For block matrices to be possible with ublas, we also need to make
sure that there are no implicit assumptions of the element (scalar)
product being commutative, i.e. a*b = b*a.
Can anyone confirm or deny the presence for these kind of assumptions?
-Vardan
On 2/15/06, Riccardo Rossi <rrossi_at_[hidden]> wrote:
> Dear Gunther,
> first of all thanks for your quick answer, i have however a doubt
> concerning your proposal:
>
> first of all let's consider the code
> Matrix A(3,3);
>
> Vector b(3);
>
> Vector c(3);
>
> c = A * b;
>
> using boost 1.32.0 ( i still didn't upgrade to 1.33.1) i get an error
> message due to the existance of two candidates for the overloaded operator *
> ... the error message reads
>
> ..\..\..\..\external_libraries\boost\boost_1_32_0\boost\numeric\ublas\vector_expression.hpp(1468):
> could be
> 'boost::numeric::ublas::vector_binary_scalar1_traits<E1,E2,F,C1>::result_type
> boost::numeric::ublas::operator
> *<Kratos::Matrix,boost::numeric::ublas::vector<T>>(const T1 &,const
> boost::numeric::ublas::vector_expression<E> &)'
>
> with
>
> [
>
> E1=const Kratos::Matrix,
>
> E2=boost::numeric::ublas::vector<double>,
>
> F=boost::numeric::ublas::scalar_multiplies<Kratos::Matrix,double>,
>
> C1=boost::numeric::ublas::scalar_reference<const Kratos::Matrix>,
>
> T=double,
>
> T1=Kratos::Matrix,
>
> E=boost::numeric::ublas::vector<double>
>
> ]
>
> ..\..\..\..\external_libraries\boost\boost_1_32_0\boost\numeric\ublas\matrix_expression.hpp(3631):
> or
> 'boost::numeric::ublas::matrix_binary_scalar2_traits<E1,E2,F,C2>::result_type
> boost::numeric::ublas::operator
> *<boost::numeric::ublas::matrix<T>,Kratos::Vector>(const
> boost::numeric::ublas::matrix_expression<E> &,const T2 &)'
>
> with
>
> [
>
> E1=boost::numeric::ublas::matrix<double>,
>
> E2=const Kratos::Vector,
>
> F=boost::numeric::ublas::scalar_multiplies<double,Kratos::Vector>,
>
> C2=boost::numeric::ublas::scalar_reference<const Kratos::Vector>,
>
> T=double,
>
> E=boost::numeric::ublas::matrix<double>,
>
> T2=Kratos::Vector
>
> ]
>
> while trying to match the argument list '(Kratos::Matrix, Kratos::Vector)'
>
> \kra
>
>
> in any case even if i define univocally my operator *, as i understand the
> operation
>
> c = A * b
>
> is not efficient as a temporary is created for each multiplication, while
> the correct form would be
>
> noalias(c) = prod(A,b);
>
> for me efficiency is crucial ...

RAW RECORDS:
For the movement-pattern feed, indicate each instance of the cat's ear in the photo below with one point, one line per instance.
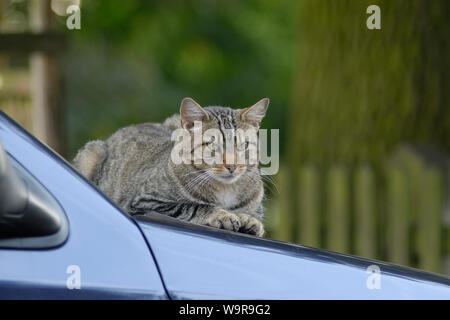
(256, 112)
(191, 111)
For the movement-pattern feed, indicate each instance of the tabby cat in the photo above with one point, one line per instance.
(135, 169)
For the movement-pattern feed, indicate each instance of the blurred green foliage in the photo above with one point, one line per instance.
(133, 61)
(360, 92)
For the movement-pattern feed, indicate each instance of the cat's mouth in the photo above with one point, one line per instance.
(227, 178)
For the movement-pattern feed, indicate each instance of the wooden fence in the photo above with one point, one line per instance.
(396, 213)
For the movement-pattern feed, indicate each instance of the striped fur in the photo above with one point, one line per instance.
(133, 167)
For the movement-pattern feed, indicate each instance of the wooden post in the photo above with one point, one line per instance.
(398, 215)
(365, 212)
(308, 231)
(45, 83)
(338, 210)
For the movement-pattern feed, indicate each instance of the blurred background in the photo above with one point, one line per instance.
(364, 115)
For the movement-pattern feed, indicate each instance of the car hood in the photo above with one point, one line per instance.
(198, 262)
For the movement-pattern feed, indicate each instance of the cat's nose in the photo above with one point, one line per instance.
(231, 168)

SHORT EXERCISE:
Copy the ublas thread starting at "For block matrices" and ending at "kind of assumptions?", swapping "commutative" for "associative". The records are separate from the ublas thread and unrelated to it.

THE ANSWER:
For block matrices to be possible with ublas, we also need to make
sure that there are no implicit assumptions of the element (scalar)
product being associative, i.e. a*b = b*a.
Can anyone confirm or deny the presence for these kind of assumptions?